TASK STATEMENT:
In the data that follows, find the line with "class: range hood vent => detect"; transcribe it, every later line up to the one with "class: small glass jar => detect", and that line as well, exactly and with no others.

DATA IN THIS EXERCISE:

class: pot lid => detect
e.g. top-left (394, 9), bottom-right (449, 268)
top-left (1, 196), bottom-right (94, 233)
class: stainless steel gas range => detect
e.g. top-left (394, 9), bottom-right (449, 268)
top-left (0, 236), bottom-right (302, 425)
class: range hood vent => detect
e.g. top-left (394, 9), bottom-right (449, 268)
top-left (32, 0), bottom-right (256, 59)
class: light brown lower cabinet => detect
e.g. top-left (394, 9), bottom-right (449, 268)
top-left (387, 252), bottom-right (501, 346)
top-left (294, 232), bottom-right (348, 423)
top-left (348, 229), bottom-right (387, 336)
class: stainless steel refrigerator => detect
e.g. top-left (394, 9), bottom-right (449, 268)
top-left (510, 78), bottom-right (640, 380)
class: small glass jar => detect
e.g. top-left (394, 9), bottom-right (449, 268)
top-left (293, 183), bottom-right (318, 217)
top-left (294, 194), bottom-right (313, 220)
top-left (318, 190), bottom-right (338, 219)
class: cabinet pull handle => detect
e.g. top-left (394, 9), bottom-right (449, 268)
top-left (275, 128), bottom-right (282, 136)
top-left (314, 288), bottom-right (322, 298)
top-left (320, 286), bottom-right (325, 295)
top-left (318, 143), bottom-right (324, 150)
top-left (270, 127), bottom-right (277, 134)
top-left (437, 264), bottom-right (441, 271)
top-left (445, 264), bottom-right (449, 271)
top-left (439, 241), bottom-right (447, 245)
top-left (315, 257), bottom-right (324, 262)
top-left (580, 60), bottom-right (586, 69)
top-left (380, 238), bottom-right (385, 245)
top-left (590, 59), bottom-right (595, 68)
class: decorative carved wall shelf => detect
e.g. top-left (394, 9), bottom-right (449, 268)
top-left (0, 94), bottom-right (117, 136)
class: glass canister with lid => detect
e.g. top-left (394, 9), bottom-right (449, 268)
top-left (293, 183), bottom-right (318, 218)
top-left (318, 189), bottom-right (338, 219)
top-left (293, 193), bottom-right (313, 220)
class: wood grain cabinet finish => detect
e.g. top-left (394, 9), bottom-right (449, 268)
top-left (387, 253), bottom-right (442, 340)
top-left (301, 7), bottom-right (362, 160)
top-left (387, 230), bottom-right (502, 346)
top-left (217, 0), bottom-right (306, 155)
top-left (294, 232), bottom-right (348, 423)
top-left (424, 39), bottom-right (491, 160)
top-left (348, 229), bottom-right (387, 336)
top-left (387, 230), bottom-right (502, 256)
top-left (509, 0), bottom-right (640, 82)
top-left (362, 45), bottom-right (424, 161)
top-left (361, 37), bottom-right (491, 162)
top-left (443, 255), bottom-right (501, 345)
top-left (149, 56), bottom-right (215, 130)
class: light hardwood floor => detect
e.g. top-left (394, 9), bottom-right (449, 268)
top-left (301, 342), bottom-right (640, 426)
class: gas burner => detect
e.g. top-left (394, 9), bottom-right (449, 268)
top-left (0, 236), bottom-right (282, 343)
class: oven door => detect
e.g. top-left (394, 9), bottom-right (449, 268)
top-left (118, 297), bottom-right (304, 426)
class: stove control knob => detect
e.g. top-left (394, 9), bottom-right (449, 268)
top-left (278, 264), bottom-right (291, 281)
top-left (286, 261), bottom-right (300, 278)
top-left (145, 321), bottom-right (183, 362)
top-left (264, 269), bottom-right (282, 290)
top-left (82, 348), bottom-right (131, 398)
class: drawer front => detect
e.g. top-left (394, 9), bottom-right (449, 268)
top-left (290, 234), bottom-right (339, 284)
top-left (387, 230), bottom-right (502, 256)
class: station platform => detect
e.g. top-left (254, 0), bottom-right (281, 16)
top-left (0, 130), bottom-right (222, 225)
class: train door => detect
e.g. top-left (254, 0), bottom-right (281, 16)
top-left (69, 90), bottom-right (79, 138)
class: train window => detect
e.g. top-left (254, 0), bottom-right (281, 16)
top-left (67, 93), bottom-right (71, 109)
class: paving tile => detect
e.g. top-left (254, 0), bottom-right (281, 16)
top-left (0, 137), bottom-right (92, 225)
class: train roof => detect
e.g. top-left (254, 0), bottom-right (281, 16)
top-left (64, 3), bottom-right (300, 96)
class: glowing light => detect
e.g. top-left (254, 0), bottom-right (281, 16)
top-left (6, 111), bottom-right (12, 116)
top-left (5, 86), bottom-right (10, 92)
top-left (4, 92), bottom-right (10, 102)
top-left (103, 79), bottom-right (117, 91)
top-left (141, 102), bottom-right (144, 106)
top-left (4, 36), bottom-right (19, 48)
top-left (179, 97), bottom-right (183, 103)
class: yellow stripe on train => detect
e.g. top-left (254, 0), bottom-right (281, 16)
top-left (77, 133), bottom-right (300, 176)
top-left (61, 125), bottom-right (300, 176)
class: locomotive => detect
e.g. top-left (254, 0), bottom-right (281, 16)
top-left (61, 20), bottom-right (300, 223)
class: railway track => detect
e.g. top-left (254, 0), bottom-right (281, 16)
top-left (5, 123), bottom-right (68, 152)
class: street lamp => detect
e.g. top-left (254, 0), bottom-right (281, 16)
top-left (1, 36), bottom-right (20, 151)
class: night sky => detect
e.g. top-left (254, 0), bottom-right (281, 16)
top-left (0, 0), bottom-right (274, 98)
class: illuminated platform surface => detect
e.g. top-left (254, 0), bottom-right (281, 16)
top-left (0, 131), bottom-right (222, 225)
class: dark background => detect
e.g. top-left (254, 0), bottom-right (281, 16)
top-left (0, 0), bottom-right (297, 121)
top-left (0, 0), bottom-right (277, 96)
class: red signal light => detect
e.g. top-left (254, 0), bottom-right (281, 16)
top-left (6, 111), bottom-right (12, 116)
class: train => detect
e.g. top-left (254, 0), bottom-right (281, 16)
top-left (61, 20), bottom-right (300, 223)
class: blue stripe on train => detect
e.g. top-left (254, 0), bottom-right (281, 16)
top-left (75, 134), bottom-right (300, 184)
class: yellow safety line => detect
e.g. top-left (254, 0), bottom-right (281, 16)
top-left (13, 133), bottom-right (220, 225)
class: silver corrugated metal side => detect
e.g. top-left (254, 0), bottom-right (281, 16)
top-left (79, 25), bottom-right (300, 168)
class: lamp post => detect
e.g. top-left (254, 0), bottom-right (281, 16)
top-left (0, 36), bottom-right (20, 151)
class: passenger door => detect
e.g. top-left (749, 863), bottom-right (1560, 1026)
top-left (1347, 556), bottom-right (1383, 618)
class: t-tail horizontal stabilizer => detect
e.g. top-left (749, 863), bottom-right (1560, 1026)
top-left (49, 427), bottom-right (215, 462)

ANSWER AREA:
class: range hood vent => detect
e.g. top-left (394, 9), bottom-right (449, 268)
top-left (32, 0), bottom-right (256, 59)
class: light brown lower cabinet => detect
e.g. top-left (394, 9), bottom-right (449, 268)
top-left (387, 252), bottom-right (501, 346)
top-left (294, 232), bottom-right (348, 423)
top-left (348, 229), bottom-right (387, 336)
class: stainless steel refrigerator => detect
e.g. top-left (394, 9), bottom-right (449, 268)
top-left (510, 78), bottom-right (640, 380)
class: small glass jar => detect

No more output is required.